### Excerpt to read
When I look at on a Q-o-Q basis, gross margins have declined.
I don't think so. It's just a 50 basis point dip compared to the previous quarter, and that is because of product mix.
The next question is from the line of Saif Sohrab Gujar from ICICI Prudential AMC.
So there is an exchange filing about incorporation of Kirloskar Advanced Systems. Can you highlight what specific is the plans with respect to this entity? How do you look at it, the next 2 to 3 years?
Yes. So there is a lot of specialized work that we are doing with our government customers, such as Defence and Railways. Now that work is slightly different from our core engines business. It has a lot to do with system integration and in case of Defence, there's Defence contracting kind of work. We felt it best to carve that work into a separate business entity, and that entity is called Kirloskar Advanced Systems Limited.
And the filing also mentioned about unmanned systems. So any adjacencies, how do you look at that? So are you going to expand to or it's, again, Power Gen related to unmanned systems you're looking at?
So we are not at a point where we can disclose that because that information is still proprietary.
At an adequate time, we can speak more about it.
Sure. And just one quick one on the employee cost in stand-alone. That this quarter is at 25%.
So any specific reason? Does this represent more of headcount addition or there is some one-off maybe relating to gratuity or something like that?
So it was a mix of both headcount and gratuity.
The next question is from the line of Sourabh Arya from Oakland Capital Management.

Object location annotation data
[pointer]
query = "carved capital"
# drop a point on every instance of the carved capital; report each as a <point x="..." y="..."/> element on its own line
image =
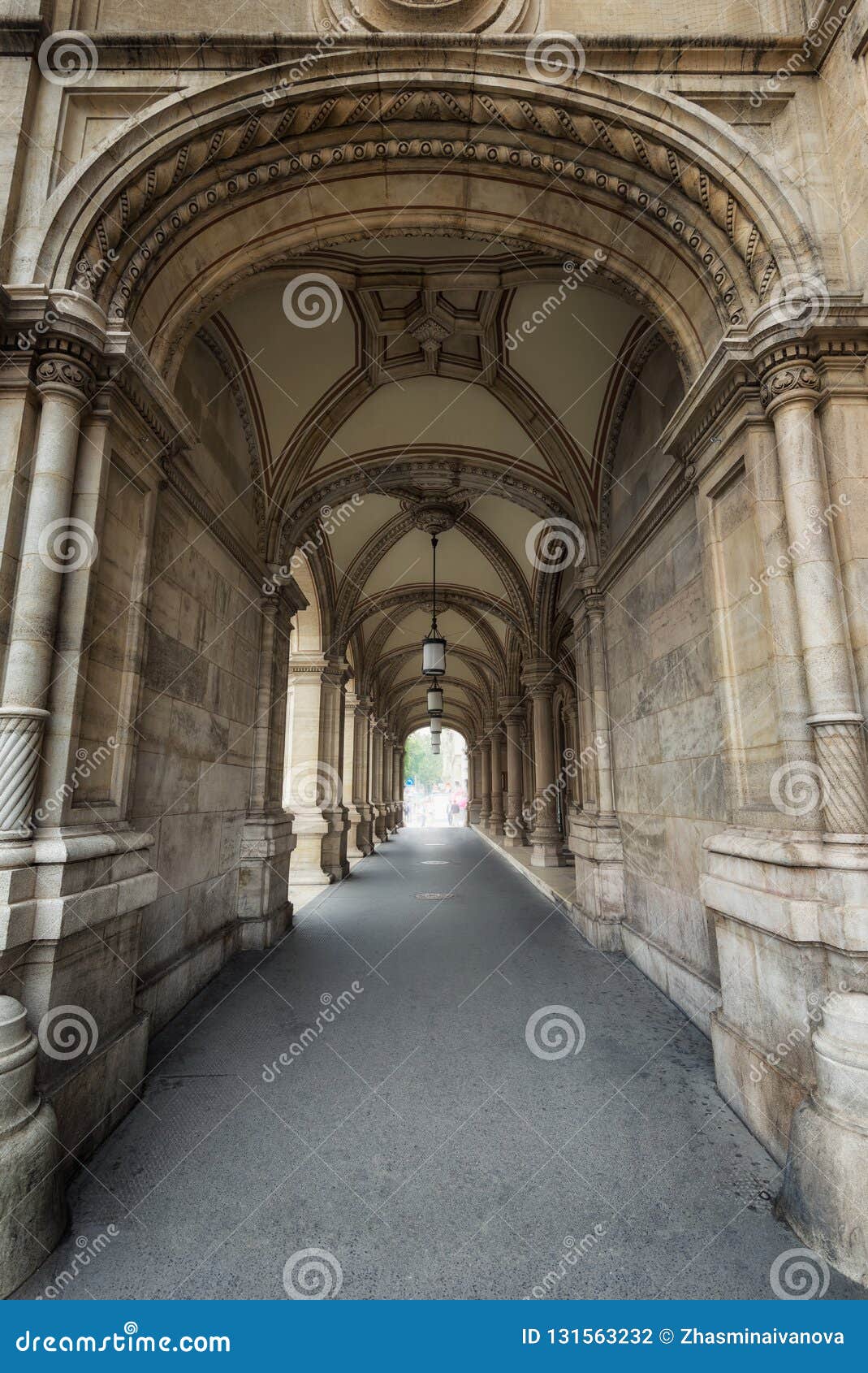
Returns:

### Given instruction
Answer these questions from the call transcript:
(a) What reason is given for the 50 basis point dip in gross margins compared to the previous quarter?
(b) What is the name of the separate business entity created for the specialized government work?
(c) What accounted for the stand-alone employee cost this quarter?
The records are separate material and are unrelated to the call transcript.

### Completed task
(a) Product mix.
(b) Kirloskar Advanced Systems Limited.
(c) A mix of both headcount and gratuity.